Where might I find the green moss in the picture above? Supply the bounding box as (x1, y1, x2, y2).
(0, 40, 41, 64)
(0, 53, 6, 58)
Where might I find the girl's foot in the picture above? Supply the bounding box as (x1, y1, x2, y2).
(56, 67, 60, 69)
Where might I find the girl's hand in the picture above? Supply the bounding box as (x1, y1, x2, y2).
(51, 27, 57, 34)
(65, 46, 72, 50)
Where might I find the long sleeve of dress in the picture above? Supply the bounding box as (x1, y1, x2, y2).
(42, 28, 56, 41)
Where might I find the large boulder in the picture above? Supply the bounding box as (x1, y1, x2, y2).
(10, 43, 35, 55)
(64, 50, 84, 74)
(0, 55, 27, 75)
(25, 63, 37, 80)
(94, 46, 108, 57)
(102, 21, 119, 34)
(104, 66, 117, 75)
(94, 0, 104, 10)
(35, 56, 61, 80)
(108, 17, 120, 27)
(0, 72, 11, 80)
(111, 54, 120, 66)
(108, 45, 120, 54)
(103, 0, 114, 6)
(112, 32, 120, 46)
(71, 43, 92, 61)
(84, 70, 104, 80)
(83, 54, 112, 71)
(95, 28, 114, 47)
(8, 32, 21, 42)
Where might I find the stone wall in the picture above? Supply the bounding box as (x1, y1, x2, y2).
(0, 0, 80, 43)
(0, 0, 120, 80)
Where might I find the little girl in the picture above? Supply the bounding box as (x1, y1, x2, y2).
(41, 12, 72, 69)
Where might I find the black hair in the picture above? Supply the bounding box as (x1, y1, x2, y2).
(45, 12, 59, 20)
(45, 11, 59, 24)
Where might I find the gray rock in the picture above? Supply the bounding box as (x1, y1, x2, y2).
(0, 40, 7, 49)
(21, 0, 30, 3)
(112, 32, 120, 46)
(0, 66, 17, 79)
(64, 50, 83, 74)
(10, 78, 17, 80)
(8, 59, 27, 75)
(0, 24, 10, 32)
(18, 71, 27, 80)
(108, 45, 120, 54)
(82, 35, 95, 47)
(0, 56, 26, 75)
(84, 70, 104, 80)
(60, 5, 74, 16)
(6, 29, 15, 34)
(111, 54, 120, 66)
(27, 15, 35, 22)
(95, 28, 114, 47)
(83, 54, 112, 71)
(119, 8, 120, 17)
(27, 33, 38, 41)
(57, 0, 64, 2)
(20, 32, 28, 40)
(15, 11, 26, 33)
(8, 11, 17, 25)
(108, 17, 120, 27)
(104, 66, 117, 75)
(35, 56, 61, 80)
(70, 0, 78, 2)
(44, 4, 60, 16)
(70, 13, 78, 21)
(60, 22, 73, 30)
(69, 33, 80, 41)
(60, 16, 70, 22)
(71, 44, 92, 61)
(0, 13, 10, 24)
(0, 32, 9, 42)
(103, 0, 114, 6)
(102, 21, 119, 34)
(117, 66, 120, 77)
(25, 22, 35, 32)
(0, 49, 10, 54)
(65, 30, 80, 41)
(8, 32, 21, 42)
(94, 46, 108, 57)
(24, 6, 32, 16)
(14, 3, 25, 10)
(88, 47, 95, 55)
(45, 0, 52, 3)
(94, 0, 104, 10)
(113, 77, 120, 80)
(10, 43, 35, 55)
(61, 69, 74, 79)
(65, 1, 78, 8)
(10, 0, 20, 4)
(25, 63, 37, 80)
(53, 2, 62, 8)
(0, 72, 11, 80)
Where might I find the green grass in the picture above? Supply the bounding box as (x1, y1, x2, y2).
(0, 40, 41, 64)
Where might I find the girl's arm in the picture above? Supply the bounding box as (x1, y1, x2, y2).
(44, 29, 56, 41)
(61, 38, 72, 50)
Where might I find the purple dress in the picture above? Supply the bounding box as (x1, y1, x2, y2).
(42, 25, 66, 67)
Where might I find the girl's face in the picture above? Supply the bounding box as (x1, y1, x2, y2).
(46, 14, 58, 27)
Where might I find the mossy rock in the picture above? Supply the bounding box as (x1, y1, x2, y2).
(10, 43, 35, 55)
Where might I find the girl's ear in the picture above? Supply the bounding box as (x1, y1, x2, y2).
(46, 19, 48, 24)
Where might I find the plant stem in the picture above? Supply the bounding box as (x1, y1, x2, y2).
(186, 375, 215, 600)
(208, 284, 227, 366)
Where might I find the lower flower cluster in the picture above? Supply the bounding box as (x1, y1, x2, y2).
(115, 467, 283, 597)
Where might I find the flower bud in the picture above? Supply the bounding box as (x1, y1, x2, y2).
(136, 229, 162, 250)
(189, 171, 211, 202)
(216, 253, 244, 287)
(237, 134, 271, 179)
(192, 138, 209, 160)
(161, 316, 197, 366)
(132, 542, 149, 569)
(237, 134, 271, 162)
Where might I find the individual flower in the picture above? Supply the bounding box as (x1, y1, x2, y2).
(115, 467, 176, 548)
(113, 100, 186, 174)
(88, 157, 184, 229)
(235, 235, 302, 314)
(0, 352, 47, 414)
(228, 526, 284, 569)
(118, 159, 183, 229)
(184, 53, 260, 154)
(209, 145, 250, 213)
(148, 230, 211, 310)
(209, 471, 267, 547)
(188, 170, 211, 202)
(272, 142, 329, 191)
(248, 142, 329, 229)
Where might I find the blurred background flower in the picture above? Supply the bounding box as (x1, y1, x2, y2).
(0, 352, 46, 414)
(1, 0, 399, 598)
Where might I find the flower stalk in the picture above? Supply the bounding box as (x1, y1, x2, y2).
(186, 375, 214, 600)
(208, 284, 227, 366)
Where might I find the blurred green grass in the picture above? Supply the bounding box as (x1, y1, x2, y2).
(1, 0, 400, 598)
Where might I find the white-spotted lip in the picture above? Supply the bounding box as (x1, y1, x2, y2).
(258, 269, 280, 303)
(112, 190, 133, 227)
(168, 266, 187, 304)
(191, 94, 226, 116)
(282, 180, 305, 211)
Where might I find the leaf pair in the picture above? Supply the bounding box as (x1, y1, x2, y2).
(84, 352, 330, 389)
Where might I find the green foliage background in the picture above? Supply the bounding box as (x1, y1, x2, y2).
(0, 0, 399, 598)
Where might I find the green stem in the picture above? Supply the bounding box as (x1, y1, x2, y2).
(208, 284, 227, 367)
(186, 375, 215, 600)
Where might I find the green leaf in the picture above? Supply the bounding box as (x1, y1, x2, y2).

Brief — After locating the line containing "Where might I find the green foliage", give that line and every later line of the listing again exactly, up to and including the last.

Result —
Where might I find the green foliage background in the picture above? Supply the bounding box as (x1, y1, x2, y2).
(0, 0, 399, 598)
Where might I find the green stem in the picture above? Supply the bounding box as (x1, y1, x2, y2).
(208, 284, 227, 367)
(186, 375, 215, 600)
Where might I find the green leaf in the picture above? Supply the bounding box as (x1, y1, x2, y2).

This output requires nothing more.